--- Input ---

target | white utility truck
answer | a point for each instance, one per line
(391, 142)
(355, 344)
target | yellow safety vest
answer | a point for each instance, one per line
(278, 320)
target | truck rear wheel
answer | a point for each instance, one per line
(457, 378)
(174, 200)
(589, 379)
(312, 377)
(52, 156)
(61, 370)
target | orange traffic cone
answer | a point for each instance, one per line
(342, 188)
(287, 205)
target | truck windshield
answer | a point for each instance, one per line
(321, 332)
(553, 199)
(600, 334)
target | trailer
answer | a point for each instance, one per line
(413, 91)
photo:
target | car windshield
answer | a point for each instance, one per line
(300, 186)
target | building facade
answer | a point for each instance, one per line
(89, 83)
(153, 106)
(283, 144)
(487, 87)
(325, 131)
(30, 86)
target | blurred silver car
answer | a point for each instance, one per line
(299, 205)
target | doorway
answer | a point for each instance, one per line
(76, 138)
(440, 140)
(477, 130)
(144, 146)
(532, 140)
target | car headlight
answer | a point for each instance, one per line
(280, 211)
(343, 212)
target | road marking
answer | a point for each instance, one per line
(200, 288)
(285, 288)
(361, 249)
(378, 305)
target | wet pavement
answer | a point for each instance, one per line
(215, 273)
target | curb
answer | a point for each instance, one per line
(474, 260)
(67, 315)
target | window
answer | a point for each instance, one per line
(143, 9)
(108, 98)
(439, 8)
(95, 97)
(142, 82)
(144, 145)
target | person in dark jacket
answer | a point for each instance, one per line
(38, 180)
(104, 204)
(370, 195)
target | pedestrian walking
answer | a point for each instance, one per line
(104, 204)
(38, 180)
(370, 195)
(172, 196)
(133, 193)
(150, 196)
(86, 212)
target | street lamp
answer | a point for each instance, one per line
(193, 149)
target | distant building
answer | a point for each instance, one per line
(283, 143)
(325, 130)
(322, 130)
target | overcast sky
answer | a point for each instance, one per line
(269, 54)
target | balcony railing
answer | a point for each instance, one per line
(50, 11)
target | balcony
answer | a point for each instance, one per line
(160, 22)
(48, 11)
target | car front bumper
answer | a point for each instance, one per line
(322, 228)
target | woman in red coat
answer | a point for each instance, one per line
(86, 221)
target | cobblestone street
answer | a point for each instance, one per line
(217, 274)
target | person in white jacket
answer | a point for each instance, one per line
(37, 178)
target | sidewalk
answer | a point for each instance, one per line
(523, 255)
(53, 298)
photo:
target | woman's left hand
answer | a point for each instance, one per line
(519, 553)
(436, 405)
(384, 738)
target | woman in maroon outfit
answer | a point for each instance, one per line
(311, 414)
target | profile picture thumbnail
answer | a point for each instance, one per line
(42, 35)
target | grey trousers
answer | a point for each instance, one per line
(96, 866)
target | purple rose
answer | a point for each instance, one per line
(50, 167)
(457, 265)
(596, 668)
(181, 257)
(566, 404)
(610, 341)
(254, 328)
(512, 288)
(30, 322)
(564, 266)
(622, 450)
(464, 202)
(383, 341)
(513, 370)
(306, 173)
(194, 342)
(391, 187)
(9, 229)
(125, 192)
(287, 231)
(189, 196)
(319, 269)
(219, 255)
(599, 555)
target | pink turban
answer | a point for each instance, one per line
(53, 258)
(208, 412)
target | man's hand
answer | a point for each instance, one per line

---

◆ Directions ◆
Repeat exactly the lines above, starting with the line that contains "target | woman in maroon outfit" and ending with the last line, both included, and nothing else.

◆ Reply ◆
target | woman in maroon outfit
answer | a point for each instance, one per line
(311, 414)
target | profile picture thumbnail
answer | a point for each instance, one per line
(42, 35)
target | grey trousers
answer | a point for each instance, one per line
(96, 866)
target | purple rose
answer | a point for each instance, one per line
(50, 167)
(457, 265)
(596, 668)
(181, 257)
(566, 404)
(610, 341)
(254, 328)
(512, 288)
(30, 322)
(564, 266)
(622, 450)
(464, 202)
(383, 341)
(513, 370)
(306, 173)
(194, 342)
(391, 187)
(9, 229)
(125, 192)
(287, 231)
(189, 196)
(319, 269)
(219, 255)
(599, 555)
target | pink turban
answer | a point for each instance, one per line
(53, 258)
(208, 412)
target | man's hand
answer | a point for each instance, one per line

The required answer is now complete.